"""

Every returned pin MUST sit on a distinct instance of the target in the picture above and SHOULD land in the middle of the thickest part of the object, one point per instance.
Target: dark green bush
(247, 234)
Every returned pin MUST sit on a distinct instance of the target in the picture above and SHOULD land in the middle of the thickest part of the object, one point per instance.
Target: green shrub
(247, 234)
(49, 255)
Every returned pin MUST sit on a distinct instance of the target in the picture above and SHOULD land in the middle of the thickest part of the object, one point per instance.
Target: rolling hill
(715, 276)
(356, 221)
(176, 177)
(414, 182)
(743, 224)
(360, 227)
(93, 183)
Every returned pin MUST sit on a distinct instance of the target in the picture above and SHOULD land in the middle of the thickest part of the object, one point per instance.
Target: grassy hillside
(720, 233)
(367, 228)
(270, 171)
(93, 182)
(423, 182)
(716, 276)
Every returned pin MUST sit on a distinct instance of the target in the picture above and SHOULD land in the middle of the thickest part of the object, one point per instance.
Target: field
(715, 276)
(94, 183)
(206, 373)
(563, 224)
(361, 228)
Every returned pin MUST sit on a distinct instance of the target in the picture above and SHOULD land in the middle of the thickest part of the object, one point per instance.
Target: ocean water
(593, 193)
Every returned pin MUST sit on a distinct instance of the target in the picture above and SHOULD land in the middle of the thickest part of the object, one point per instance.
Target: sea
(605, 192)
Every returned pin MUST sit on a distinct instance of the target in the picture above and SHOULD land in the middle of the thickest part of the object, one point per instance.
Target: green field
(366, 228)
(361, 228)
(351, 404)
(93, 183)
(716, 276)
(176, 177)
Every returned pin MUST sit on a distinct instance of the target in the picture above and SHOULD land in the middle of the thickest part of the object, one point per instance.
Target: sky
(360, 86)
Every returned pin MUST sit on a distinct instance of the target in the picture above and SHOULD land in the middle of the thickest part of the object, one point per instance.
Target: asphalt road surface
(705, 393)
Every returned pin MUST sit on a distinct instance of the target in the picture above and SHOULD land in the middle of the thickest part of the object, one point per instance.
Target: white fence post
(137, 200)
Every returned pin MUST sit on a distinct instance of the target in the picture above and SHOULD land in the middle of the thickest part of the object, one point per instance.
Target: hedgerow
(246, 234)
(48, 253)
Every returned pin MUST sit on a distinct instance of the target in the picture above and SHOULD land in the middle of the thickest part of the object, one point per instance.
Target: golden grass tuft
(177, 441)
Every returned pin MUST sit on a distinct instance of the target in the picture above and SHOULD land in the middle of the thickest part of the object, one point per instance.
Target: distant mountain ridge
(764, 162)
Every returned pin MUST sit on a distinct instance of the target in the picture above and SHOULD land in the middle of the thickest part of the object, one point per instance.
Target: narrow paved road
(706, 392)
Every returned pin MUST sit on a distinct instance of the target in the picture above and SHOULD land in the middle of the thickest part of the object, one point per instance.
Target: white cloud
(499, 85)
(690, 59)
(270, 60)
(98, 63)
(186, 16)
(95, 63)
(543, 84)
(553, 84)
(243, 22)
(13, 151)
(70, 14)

"""

## [PROBLEM]
The answer must reproduce every record exactly.

## [SOLVED EXERCISE]
Every returned pin MUST sit on a distinct instance of the target in the picture above and SHOULD land in the middle of the thickest part of the object, one point per instance.
Target: dark green bush
(247, 234)
Every returned pin MUST sit on a distinct instance of the target in the picture above and SHOULD land in the middle of the thickest part of the object, one point per instance.
Target: green shrub
(247, 234)
(49, 255)
Every returned pin MUST sit on a distinct instance of the target in the picture above and SHOULD land in the middle of the thickest part of the object, one point per instance.
Target: rolling hill
(715, 276)
(356, 221)
(176, 177)
(414, 182)
(743, 224)
(360, 227)
(93, 183)
Every returned pin MUST sit on a distinct instance of the target in the picture above and SHOULD land in the middle of the thickest part of the object, one point per instance.
Target: grassy hillside
(720, 233)
(367, 228)
(270, 171)
(93, 182)
(423, 182)
(716, 276)
Every returned pin MUST sit on a distinct instance of the target in the picture above and SHOULD land in the middle of the thickest part of the object, one point per instance.
Target: field
(715, 276)
(94, 183)
(206, 373)
(563, 224)
(361, 228)
Every returned pin MUST sit on a distinct instance of the target in the picture above and SHOULD land in the middle of the thickest part of the object, one point per instance.
Target: ocean water
(593, 193)
Every returned pin MUST sit on a distinct instance of the target in the picture above and SHOULD land in the middle of the thickest part of the object, one point per instance.
Target: sea
(605, 192)
Every returned pin MUST sit on a distinct instance of the target in the picture above and SHOULD land in the middle of the thickest part of the object, one point per instance.
Target: green field
(366, 228)
(361, 228)
(351, 404)
(93, 183)
(716, 276)
(176, 177)
Every returned pin MUST sit on a distinct instance of the target in the picture above and SHOULD land in the middle of the thickest part of the object, one point per instance.
Target: sky
(360, 86)
Every returned pin MUST sit on a distinct instance of the target in the picture above and SHOULD land in the middle of the thickest part of the object, one point per instance.
Target: asphalt road surface
(705, 393)
Every returned pin MUST sit on a distinct instance of the target in the picture above and SHOULD land in the middle of the thickest part of the object, one point per instance.
Target: white fence post
(137, 200)
Every returned pin MUST sit on a distinct instance of the target in the picture above and SHOULD land in the middle of the thickest part of the object, one point per instance.
Target: hedgerow
(246, 234)
(48, 253)
Every returned pin MUST sit on a distinct instance of the target in the picture above and SHOULD land in the middle of the thickest part of the object, one point per instance.
Target: golden grass tuft
(177, 441)
Every returned pin MUST sit on a distinct instance of the target in the picture above and SHOULD land in the middle of the thickest part of the object, one point per instance.
Target: distant mountain ridge
(764, 162)
Every returned pin MUST sit on a distinct instance of the target in the picture above and SHOULD land in the middle of the thickest part of the object, one point per instance.
Target: narrow paved road
(706, 392)
Every returned pin MUST sit on a distinct instance of the target in the picture above and SHOULD land in the middle of the thickest part of the object, one point per instance.
Target: white cloud
(499, 85)
(690, 59)
(270, 60)
(98, 63)
(186, 16)
(95, 63)
(543, 84)
(553, 84)
(243, 22)
(13, 151)
(70, 14)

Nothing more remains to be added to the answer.